(Collected data)

··········

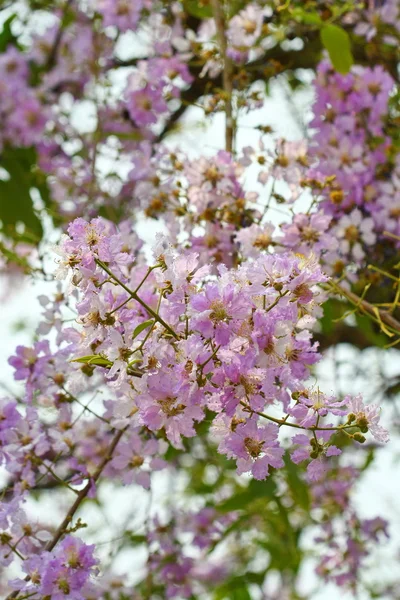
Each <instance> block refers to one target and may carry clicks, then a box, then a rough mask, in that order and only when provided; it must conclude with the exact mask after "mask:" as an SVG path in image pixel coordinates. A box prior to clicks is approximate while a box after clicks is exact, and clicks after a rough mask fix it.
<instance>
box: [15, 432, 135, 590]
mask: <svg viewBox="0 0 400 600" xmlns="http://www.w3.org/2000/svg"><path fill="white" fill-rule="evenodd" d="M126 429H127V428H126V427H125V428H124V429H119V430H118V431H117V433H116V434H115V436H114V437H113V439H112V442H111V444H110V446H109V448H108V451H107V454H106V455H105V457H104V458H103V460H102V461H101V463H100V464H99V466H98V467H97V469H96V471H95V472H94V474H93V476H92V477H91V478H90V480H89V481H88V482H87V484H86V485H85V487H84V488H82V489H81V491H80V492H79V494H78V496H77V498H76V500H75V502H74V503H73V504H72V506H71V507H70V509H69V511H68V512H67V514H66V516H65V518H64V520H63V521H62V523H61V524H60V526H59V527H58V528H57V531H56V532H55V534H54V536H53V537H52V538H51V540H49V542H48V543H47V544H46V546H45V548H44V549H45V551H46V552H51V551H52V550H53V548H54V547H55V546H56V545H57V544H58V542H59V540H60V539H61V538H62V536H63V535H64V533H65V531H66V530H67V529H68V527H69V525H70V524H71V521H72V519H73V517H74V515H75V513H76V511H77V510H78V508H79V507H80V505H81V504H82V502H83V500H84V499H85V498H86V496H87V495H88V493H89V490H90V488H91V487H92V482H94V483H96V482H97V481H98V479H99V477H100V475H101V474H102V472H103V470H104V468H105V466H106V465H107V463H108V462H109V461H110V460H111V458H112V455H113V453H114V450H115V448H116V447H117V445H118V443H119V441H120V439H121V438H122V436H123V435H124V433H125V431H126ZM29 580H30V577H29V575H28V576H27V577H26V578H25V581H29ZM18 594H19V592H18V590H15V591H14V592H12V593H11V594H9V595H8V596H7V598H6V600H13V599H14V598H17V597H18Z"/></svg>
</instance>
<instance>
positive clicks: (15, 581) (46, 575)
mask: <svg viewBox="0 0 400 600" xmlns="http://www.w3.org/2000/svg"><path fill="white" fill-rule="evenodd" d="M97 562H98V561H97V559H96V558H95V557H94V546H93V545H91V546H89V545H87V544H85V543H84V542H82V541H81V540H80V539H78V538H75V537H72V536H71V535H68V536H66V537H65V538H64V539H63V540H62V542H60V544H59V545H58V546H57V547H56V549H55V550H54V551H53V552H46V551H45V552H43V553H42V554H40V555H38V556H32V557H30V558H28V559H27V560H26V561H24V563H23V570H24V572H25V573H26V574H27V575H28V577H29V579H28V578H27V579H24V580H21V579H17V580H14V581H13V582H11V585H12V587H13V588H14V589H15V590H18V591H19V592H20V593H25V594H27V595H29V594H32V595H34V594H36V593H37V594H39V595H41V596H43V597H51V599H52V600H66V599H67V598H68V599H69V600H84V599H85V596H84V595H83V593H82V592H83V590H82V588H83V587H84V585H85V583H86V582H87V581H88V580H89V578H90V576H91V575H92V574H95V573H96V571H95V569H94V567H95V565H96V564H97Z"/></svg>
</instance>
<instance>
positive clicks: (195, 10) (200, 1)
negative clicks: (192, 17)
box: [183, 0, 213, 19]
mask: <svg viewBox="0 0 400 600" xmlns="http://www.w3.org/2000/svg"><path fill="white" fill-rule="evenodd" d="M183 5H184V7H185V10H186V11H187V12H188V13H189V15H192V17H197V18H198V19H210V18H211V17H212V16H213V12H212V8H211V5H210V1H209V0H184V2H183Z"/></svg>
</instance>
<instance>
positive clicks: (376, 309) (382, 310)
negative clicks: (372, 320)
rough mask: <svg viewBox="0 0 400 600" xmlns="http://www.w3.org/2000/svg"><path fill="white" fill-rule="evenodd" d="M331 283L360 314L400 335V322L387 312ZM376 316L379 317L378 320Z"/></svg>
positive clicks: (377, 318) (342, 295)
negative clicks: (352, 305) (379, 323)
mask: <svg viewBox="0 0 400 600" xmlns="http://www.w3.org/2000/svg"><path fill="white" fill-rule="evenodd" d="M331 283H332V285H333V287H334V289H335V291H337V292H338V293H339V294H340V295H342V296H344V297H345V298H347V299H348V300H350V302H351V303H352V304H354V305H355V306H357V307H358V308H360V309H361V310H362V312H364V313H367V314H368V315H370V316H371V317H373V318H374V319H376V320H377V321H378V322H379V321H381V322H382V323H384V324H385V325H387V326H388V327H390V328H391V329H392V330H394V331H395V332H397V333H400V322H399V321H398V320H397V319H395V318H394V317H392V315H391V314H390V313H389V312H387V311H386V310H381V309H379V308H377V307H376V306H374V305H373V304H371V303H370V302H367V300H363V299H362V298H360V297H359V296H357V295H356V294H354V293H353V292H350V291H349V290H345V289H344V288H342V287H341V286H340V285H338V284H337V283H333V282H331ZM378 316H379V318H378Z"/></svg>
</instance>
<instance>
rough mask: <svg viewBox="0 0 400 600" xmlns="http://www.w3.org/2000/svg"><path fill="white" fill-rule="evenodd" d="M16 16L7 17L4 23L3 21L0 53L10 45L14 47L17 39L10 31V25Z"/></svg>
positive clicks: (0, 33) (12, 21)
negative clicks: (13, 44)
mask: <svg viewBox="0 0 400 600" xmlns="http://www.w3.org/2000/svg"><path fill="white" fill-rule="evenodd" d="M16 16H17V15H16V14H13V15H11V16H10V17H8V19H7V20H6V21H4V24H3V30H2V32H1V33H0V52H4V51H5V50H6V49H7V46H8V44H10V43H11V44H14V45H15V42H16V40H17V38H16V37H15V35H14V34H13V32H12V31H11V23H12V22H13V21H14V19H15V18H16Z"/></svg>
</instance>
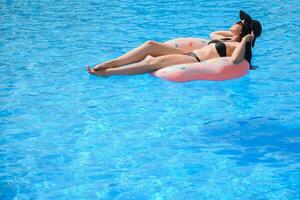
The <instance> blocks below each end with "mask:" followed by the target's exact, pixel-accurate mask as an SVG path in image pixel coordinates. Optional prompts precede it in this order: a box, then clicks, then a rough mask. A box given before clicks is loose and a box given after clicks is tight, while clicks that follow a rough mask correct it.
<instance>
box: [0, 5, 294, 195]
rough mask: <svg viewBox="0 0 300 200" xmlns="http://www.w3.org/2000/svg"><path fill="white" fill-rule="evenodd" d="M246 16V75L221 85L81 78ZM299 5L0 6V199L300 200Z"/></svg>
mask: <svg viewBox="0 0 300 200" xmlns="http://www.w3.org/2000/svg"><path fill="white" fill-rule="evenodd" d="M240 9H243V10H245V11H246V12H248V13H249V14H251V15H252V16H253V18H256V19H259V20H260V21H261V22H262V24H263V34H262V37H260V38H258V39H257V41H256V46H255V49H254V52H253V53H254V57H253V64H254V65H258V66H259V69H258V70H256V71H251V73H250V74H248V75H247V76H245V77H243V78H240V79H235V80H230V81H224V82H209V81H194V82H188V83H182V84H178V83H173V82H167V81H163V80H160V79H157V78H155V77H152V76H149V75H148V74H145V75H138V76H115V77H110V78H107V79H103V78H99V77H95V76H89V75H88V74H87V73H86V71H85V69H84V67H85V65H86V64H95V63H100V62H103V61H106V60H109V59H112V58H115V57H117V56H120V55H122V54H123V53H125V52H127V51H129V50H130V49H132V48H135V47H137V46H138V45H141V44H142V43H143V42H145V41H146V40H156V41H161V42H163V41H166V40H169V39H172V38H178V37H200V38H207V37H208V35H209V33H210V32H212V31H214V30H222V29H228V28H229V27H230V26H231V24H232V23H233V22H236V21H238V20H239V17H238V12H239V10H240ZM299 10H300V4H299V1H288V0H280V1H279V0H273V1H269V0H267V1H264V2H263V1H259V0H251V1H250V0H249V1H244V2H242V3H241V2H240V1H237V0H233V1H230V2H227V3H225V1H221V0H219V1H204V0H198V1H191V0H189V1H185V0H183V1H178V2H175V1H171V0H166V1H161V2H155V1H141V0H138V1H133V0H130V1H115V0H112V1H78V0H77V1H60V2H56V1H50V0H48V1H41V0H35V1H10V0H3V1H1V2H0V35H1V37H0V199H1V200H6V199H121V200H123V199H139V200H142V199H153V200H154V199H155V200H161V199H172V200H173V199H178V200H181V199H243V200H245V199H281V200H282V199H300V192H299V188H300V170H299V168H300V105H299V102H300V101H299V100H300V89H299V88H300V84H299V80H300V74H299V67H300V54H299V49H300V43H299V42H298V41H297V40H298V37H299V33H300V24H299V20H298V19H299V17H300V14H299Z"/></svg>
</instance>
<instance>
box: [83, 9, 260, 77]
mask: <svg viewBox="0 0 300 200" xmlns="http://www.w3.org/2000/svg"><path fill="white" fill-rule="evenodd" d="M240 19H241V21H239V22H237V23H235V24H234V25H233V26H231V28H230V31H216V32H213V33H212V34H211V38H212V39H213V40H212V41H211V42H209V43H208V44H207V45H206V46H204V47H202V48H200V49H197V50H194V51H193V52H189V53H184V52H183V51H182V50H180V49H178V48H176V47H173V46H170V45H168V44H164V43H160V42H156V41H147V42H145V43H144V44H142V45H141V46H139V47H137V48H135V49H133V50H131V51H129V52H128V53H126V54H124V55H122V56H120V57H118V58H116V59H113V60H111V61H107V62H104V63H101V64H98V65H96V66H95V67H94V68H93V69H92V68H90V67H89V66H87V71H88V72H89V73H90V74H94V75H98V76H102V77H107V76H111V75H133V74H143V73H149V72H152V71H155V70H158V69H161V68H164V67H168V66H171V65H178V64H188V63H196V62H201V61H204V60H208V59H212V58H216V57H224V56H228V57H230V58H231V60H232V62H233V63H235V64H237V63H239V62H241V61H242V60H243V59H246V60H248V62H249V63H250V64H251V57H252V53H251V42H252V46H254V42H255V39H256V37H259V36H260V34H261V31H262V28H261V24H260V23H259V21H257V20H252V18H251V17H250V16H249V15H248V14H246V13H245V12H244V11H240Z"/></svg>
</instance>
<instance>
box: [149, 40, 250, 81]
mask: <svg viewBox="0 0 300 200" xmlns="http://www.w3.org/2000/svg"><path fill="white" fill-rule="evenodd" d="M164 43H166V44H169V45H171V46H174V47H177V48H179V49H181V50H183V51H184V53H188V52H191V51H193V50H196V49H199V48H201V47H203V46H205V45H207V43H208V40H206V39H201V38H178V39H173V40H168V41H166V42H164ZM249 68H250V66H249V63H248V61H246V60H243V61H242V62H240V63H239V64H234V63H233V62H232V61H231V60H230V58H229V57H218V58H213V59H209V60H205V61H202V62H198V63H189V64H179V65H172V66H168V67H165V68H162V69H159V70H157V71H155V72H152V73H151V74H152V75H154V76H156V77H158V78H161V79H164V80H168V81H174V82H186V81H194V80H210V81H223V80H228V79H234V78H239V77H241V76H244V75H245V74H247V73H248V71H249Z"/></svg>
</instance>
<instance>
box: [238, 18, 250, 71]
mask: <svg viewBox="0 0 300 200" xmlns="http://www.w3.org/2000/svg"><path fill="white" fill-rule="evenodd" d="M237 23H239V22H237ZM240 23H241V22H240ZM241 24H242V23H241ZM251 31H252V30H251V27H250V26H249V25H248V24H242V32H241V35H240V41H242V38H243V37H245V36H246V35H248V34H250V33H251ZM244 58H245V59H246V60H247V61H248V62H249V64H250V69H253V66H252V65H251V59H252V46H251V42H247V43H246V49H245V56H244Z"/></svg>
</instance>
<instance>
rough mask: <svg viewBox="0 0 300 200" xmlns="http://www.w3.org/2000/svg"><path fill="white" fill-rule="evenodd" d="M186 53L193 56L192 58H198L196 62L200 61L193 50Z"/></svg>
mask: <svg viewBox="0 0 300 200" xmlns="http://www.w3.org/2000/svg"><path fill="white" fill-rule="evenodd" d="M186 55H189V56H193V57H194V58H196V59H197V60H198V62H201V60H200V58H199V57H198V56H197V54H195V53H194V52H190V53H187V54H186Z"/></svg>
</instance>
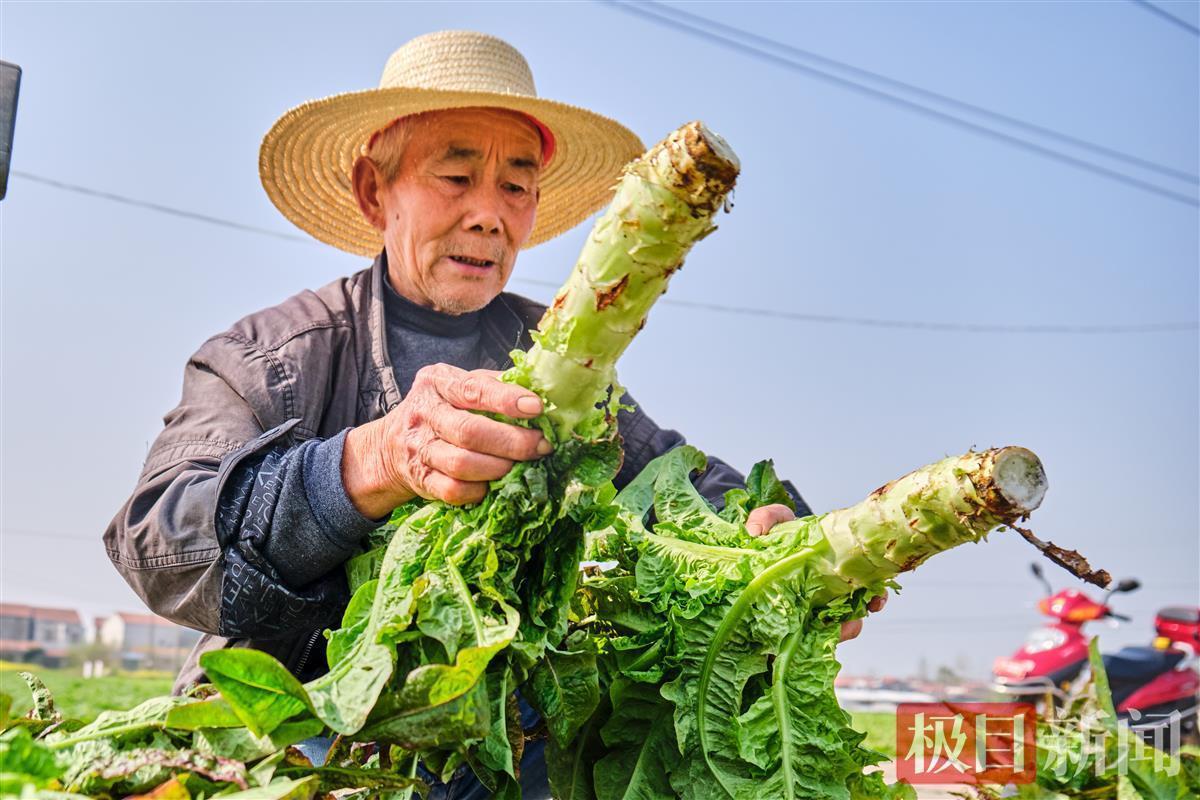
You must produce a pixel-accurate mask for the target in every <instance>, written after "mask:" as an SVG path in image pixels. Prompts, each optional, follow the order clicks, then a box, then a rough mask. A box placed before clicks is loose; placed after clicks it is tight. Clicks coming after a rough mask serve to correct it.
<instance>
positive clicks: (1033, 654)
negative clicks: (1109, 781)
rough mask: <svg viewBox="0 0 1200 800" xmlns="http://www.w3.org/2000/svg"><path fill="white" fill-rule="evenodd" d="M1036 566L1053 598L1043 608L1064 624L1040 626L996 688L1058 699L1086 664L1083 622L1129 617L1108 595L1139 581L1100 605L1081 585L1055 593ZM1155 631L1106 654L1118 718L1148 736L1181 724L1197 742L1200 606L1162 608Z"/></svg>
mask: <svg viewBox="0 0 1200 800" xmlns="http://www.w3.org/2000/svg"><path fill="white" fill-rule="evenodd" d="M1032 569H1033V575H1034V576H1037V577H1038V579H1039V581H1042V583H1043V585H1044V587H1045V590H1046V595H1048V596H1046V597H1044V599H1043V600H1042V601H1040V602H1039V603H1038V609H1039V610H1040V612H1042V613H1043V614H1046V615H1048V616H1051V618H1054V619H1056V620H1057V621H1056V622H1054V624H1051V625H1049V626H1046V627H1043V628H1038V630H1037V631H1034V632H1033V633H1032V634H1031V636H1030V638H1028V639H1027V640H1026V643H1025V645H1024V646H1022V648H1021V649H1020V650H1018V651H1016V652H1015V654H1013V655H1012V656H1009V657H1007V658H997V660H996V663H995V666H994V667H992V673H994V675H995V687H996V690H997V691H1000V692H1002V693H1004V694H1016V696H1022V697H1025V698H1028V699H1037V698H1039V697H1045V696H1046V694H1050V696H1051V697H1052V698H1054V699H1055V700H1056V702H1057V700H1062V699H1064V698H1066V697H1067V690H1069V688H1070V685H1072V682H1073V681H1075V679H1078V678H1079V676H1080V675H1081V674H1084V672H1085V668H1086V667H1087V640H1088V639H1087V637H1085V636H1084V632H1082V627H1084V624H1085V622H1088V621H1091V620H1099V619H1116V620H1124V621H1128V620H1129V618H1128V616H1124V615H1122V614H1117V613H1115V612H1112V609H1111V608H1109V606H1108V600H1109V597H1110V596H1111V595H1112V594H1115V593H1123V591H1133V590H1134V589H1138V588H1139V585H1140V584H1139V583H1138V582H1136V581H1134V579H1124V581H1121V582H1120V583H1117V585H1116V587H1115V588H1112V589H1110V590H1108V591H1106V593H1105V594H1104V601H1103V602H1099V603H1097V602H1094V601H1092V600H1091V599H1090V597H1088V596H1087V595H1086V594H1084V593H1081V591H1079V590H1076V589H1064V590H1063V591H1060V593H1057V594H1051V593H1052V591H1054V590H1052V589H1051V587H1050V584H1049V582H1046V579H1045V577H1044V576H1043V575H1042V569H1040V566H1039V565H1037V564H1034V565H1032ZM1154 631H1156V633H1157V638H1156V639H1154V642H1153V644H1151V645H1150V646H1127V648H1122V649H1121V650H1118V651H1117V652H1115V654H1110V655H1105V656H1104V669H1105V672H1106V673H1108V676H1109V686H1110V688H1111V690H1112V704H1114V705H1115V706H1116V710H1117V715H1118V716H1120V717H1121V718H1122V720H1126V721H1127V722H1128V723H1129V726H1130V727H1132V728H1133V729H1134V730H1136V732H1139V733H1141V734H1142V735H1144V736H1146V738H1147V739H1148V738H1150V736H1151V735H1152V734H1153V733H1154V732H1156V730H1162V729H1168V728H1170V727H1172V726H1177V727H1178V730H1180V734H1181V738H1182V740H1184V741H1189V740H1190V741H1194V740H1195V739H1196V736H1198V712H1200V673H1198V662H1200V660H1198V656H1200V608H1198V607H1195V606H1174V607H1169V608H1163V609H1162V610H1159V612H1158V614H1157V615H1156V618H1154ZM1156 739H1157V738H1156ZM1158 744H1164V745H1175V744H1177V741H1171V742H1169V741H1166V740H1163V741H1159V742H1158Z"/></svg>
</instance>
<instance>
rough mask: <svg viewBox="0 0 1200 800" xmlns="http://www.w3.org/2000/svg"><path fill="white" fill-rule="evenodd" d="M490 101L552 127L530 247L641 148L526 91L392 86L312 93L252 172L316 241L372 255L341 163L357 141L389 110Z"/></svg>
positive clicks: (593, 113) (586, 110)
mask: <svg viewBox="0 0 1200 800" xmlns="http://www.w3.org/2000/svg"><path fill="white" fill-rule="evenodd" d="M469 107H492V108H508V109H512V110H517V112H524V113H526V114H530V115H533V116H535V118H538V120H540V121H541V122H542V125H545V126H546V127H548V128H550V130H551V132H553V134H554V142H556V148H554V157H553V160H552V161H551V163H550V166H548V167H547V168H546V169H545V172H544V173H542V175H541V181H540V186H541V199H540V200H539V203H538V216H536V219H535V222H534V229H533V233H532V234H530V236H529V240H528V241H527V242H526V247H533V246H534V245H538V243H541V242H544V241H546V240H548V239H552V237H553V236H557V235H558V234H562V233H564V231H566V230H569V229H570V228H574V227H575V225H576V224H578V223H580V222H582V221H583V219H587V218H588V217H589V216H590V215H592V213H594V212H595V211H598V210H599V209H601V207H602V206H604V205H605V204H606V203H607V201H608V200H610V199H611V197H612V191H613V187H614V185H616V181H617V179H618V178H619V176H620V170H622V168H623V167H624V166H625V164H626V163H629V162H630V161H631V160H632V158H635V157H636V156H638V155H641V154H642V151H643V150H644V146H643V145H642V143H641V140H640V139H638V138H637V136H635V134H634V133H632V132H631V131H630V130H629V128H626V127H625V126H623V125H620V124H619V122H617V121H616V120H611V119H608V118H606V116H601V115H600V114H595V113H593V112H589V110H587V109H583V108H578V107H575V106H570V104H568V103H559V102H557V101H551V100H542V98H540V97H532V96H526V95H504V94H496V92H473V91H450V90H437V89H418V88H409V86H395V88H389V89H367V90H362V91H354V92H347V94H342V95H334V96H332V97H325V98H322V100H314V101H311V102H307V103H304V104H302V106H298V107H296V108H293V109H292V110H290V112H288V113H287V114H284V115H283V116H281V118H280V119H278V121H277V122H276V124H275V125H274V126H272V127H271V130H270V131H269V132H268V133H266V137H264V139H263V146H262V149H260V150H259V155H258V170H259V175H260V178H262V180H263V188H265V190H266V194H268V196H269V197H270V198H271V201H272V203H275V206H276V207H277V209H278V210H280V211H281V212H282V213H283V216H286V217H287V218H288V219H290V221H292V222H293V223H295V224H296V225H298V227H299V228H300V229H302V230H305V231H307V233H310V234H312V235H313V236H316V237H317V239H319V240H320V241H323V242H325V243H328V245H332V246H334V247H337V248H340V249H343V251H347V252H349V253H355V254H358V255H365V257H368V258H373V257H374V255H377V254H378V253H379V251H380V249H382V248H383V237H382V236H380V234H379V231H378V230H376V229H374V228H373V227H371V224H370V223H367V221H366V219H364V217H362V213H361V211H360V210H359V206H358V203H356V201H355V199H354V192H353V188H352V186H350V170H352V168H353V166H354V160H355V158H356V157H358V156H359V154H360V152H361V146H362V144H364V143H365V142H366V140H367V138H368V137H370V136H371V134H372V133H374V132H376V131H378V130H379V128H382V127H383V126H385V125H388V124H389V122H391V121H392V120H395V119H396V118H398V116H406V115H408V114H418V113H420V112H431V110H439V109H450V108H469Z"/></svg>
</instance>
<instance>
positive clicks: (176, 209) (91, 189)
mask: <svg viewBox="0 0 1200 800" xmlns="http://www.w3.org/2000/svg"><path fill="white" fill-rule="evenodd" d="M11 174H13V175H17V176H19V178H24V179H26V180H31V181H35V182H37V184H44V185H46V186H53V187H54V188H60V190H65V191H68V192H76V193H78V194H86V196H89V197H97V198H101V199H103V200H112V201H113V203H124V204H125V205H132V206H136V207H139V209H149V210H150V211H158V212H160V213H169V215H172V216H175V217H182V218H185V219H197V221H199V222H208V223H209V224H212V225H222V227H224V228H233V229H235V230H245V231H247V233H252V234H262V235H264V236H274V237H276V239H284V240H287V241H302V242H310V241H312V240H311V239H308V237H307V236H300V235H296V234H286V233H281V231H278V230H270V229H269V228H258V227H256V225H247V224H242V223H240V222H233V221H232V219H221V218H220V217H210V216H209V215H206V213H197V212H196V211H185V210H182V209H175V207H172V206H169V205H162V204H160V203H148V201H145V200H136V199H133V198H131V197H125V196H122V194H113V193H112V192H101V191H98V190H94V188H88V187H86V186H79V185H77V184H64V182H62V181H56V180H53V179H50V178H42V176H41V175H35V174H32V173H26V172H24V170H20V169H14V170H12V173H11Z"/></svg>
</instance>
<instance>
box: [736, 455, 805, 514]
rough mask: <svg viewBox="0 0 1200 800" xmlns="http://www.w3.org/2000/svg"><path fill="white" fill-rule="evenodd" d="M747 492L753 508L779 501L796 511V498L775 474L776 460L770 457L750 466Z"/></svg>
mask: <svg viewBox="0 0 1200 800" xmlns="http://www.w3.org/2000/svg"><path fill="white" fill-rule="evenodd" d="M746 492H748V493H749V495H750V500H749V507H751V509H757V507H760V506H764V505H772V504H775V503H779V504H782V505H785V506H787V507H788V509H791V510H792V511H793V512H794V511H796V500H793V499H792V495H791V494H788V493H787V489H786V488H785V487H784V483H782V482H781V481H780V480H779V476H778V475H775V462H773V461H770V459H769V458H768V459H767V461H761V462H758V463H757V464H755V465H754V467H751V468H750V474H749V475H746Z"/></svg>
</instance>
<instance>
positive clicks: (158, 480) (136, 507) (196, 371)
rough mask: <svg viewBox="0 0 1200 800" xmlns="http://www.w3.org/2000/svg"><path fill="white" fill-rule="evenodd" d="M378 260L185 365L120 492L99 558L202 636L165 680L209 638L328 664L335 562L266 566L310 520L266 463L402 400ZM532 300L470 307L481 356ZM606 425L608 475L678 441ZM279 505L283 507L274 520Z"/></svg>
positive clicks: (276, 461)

··········

◆ **What you need to do**
Lay out the lines of the data as a numbered list, starting from the beginning of the data and going through the line with "box: [15, 432, 135, 590]". Skip any blank lines and leave the pictures out.

◆ **Written reply**
1. Each <instance> block refers to one target and may carry clicks, then a box, then a rough mask, in that order and only when provided; it must conclude with the exact mask after "mask:" as an SVG path in image pixel coordinates. A box prior to clicks is approximate while a box after clicks is exact, and clicks after a rough mask fix it.
2. <instance>
3. box: [15, 432, 135, 590]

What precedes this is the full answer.